Excerpts from point annotation data:
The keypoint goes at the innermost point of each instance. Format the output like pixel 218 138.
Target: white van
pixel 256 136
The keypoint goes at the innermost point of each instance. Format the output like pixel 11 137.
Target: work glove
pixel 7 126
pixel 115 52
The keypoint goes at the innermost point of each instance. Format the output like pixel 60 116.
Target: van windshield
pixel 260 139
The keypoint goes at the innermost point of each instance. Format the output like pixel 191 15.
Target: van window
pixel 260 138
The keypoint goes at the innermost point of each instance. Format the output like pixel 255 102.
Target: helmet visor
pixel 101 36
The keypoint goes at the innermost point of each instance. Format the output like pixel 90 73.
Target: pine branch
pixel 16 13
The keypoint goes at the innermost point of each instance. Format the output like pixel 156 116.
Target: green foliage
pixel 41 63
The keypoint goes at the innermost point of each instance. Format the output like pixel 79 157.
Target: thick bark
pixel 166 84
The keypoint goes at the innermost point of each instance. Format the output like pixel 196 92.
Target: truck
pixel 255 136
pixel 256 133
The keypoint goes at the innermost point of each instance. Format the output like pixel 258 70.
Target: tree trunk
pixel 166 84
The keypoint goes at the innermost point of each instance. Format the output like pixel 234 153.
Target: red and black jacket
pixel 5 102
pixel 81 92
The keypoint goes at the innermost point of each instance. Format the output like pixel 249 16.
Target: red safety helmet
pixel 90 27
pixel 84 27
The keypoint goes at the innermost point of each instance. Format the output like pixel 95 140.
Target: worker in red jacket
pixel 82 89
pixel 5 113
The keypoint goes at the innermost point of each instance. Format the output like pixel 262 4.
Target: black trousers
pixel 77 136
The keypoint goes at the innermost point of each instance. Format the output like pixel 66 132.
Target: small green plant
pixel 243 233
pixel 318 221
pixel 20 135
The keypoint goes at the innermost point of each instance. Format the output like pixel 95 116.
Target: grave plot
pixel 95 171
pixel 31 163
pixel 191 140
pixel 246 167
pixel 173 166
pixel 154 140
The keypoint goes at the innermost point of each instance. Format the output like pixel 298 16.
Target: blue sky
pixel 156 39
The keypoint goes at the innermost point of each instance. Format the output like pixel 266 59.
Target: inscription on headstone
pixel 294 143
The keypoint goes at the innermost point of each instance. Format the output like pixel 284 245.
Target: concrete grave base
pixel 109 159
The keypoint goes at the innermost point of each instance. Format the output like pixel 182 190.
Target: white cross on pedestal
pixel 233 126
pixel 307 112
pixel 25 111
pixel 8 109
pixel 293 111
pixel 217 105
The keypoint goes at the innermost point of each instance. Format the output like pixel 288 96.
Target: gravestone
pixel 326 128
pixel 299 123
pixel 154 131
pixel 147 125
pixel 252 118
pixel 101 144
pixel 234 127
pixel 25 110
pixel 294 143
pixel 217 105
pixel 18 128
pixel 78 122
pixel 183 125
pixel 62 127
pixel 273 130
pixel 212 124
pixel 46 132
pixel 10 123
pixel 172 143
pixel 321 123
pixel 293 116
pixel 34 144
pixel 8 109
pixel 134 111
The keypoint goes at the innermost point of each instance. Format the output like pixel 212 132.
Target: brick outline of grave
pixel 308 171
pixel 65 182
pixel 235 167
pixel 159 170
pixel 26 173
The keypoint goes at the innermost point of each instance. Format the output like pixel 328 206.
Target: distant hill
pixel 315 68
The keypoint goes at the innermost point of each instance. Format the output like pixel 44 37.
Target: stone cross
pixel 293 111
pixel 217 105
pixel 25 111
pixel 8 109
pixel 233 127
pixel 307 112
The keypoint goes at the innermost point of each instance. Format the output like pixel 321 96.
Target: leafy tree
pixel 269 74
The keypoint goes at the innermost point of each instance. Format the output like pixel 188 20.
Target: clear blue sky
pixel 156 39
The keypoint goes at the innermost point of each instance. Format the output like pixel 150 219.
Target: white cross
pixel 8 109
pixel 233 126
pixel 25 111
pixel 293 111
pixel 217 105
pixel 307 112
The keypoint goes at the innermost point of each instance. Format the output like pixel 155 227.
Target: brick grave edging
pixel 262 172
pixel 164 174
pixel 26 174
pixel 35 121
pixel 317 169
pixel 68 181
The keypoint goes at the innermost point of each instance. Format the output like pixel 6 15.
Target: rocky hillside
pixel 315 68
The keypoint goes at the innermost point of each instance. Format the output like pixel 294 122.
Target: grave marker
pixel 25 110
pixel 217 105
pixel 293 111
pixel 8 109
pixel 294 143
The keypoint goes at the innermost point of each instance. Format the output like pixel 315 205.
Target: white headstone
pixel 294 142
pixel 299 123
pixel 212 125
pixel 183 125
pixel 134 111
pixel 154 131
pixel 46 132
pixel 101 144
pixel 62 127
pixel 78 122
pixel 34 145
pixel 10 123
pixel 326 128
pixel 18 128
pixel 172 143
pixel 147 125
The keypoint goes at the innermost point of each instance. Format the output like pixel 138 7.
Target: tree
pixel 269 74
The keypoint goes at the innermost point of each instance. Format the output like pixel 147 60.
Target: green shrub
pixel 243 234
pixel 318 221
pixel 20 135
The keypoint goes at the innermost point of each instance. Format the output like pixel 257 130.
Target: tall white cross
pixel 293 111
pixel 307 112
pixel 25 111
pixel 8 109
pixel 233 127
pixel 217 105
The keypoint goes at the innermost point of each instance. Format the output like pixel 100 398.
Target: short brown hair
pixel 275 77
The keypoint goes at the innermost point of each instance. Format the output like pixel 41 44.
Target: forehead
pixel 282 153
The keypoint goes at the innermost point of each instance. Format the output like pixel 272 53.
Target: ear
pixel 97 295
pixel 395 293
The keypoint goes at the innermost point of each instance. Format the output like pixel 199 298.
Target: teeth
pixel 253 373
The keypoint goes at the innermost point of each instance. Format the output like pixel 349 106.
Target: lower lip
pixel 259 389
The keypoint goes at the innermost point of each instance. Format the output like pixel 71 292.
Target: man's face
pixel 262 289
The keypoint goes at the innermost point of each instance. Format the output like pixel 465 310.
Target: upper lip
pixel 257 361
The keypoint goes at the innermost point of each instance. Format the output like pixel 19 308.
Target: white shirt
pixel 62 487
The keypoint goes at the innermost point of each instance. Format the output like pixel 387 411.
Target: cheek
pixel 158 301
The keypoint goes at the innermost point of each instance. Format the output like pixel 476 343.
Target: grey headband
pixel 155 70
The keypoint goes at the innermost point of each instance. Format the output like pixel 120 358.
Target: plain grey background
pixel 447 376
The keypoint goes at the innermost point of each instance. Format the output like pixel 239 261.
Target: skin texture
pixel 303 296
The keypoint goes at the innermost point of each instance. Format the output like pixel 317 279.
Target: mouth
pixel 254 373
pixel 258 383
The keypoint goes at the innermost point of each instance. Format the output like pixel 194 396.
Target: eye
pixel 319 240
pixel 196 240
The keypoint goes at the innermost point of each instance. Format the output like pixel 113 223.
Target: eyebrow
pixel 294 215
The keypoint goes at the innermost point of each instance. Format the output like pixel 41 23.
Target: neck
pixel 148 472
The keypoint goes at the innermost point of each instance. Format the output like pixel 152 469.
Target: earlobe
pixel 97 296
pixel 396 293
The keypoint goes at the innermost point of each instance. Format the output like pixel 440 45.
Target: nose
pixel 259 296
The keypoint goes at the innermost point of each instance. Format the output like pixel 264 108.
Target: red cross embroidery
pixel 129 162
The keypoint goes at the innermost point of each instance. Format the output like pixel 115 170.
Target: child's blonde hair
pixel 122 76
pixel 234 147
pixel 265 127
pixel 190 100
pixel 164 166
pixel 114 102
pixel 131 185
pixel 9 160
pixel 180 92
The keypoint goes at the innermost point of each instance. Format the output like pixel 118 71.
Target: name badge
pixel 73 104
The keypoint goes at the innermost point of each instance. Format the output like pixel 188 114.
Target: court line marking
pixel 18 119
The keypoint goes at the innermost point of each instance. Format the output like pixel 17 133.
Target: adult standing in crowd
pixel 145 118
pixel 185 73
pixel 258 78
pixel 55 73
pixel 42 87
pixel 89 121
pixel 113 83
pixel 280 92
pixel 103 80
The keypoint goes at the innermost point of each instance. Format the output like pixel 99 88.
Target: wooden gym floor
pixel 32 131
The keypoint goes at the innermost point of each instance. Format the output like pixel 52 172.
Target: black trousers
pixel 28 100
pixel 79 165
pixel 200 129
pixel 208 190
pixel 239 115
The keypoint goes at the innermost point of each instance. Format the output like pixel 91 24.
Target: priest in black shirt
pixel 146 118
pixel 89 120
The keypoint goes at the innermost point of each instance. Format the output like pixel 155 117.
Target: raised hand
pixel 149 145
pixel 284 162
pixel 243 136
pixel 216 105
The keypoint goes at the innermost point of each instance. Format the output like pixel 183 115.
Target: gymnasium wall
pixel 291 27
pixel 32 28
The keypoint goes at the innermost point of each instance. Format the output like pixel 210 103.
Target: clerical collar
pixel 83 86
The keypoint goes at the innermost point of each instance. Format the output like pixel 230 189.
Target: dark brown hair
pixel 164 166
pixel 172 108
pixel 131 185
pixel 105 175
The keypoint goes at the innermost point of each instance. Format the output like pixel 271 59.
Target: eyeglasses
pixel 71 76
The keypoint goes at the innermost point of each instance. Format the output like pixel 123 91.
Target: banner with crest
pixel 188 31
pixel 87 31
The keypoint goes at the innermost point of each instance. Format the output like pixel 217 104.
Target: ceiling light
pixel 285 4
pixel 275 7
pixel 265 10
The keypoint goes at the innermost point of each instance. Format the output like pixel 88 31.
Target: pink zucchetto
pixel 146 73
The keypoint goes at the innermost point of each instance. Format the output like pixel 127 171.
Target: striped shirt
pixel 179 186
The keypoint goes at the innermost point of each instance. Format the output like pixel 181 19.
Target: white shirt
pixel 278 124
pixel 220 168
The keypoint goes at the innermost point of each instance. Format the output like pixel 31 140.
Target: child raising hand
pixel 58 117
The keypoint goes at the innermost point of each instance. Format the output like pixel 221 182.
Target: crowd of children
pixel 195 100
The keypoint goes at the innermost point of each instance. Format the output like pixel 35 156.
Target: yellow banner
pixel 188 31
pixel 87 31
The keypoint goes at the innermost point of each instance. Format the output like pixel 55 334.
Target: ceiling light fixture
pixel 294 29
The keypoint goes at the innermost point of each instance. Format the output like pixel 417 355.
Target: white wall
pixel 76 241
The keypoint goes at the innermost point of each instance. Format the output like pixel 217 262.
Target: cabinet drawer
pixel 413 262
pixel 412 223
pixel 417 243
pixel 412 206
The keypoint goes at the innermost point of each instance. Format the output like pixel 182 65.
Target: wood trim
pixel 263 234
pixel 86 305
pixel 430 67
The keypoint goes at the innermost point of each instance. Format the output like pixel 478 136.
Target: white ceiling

> What you have to do:
Rewrite the records from the first line through the line with "pixel 260 138", changing "white van" to "delivery van" and leaving everything else unchanged.

> Task response:
The keypoint goes at the innermost point of each instance. Format the output like pixel 218 138.
Target: delivery van
pixel 256 136
The keypoint goes at the innermost point of each instance. Format the output like pixel 11 137.
Target: work glove
pixel 7 126
pixel 115 52
The keypoint goes at the innermost point of each instance. Format the output like pixel 60 116.
Target: van windshield
pixel 260 139
The keypoint goes at the innermost point of each instance. Format the output like pixel 191 15.
Target: van window
pixel 260 138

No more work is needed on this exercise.